[Data excerpts]
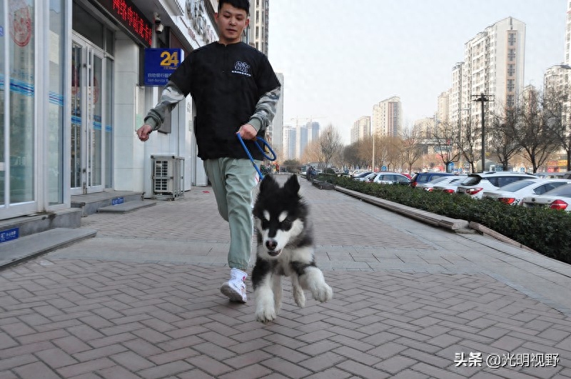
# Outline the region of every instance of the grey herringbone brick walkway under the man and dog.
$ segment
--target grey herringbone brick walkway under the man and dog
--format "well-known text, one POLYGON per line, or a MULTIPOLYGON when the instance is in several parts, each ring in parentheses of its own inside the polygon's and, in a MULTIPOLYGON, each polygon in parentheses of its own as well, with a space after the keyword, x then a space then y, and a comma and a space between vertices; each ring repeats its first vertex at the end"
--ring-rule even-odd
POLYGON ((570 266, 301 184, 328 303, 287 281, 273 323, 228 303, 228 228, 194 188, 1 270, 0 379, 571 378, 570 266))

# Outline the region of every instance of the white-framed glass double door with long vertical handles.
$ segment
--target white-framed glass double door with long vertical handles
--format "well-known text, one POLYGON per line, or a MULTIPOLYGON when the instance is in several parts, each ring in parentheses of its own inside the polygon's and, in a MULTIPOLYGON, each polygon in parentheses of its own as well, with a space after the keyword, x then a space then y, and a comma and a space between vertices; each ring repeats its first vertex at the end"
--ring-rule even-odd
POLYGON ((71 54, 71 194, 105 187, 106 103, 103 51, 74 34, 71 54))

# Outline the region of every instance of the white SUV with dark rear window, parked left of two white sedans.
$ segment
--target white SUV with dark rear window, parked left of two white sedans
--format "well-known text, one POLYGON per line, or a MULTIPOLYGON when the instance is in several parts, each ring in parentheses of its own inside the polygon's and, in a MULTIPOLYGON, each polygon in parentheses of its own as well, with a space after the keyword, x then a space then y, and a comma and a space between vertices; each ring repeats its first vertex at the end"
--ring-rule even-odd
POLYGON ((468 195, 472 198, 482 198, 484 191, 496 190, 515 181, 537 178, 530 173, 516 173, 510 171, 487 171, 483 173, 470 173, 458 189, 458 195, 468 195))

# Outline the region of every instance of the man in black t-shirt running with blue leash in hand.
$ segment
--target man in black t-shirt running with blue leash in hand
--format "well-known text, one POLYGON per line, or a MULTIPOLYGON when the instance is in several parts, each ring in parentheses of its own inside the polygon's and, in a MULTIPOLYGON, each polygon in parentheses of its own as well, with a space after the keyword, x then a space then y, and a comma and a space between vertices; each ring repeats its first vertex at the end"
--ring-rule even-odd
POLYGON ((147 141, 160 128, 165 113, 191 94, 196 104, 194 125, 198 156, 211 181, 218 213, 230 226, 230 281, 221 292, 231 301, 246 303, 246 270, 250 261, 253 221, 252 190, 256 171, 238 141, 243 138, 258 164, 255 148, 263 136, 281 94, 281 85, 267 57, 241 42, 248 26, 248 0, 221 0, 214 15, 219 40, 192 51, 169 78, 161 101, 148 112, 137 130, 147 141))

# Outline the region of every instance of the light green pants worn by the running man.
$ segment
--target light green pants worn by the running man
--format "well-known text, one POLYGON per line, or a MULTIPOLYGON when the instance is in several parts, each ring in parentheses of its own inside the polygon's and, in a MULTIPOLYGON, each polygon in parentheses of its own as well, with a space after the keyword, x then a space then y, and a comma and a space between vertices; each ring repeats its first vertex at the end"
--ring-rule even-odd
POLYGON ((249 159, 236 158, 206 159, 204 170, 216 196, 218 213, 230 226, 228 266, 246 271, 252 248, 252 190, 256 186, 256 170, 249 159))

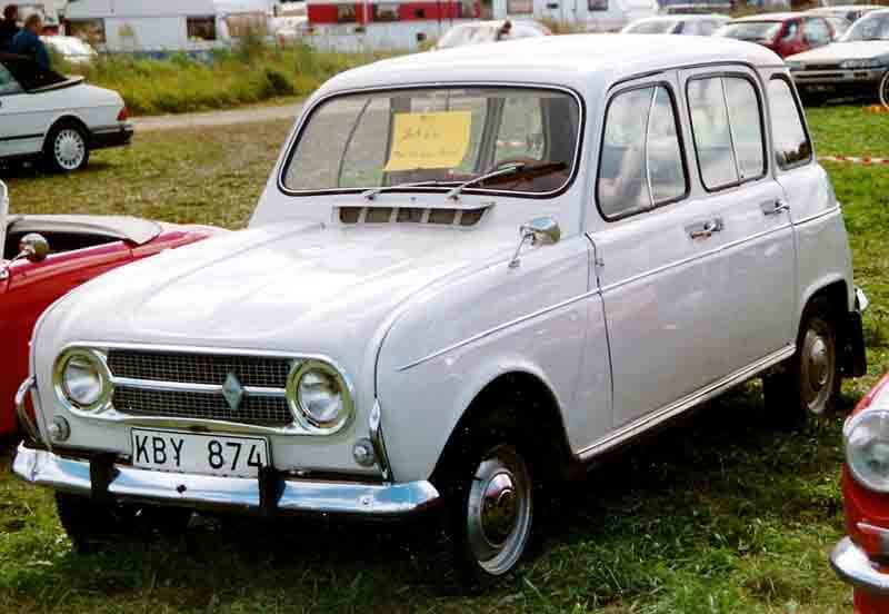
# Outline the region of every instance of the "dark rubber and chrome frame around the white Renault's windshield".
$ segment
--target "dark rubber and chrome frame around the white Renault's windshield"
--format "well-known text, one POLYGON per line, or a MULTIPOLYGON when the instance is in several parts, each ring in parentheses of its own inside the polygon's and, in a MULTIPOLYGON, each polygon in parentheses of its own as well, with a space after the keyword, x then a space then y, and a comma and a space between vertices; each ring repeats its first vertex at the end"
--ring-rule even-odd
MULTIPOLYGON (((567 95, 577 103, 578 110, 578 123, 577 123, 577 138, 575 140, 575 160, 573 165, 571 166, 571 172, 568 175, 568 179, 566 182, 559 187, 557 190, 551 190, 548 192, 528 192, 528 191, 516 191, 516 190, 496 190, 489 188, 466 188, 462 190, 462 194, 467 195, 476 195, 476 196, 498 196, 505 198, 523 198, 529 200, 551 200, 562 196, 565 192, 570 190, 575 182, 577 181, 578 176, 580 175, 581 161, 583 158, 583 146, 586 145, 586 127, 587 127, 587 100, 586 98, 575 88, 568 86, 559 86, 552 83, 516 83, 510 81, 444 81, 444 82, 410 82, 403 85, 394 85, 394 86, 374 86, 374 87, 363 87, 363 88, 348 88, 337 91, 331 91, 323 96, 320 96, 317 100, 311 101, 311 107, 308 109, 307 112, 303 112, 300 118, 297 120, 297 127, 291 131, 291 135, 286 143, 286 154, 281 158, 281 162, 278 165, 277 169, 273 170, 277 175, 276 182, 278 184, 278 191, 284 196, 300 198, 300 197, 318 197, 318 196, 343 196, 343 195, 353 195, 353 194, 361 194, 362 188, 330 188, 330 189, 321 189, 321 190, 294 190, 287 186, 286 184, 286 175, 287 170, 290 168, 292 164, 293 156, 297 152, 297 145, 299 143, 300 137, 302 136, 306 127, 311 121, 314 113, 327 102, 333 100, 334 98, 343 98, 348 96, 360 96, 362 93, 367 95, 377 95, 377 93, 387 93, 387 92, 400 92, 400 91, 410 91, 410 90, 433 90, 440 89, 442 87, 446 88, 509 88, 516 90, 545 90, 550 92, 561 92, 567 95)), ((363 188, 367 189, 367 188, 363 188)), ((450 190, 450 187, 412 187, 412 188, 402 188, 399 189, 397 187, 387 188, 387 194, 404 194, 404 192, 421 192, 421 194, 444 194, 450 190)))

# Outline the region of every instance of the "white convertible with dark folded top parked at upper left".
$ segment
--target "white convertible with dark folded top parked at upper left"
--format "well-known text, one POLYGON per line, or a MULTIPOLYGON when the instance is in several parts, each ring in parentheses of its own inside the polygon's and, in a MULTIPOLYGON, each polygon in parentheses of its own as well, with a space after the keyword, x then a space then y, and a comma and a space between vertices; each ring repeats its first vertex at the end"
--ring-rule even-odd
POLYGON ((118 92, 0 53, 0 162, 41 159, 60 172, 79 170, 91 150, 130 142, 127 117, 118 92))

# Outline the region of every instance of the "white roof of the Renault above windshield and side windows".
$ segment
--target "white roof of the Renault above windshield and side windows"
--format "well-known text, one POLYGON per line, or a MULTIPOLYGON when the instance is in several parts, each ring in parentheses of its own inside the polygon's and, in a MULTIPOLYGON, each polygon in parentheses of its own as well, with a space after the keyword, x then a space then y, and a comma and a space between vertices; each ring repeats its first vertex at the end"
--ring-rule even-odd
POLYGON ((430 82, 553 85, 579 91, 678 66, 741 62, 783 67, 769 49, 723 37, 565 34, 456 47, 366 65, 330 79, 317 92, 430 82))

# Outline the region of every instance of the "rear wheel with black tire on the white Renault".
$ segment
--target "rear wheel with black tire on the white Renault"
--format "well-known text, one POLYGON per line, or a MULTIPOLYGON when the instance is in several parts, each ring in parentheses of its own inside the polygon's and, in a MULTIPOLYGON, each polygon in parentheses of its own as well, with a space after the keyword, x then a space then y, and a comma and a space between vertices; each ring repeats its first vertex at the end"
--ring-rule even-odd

§ TASK DIRECTIONS
Go through the records above and count every line that includes "running". Give the number and nothing else.

§ FINISHED TASK
4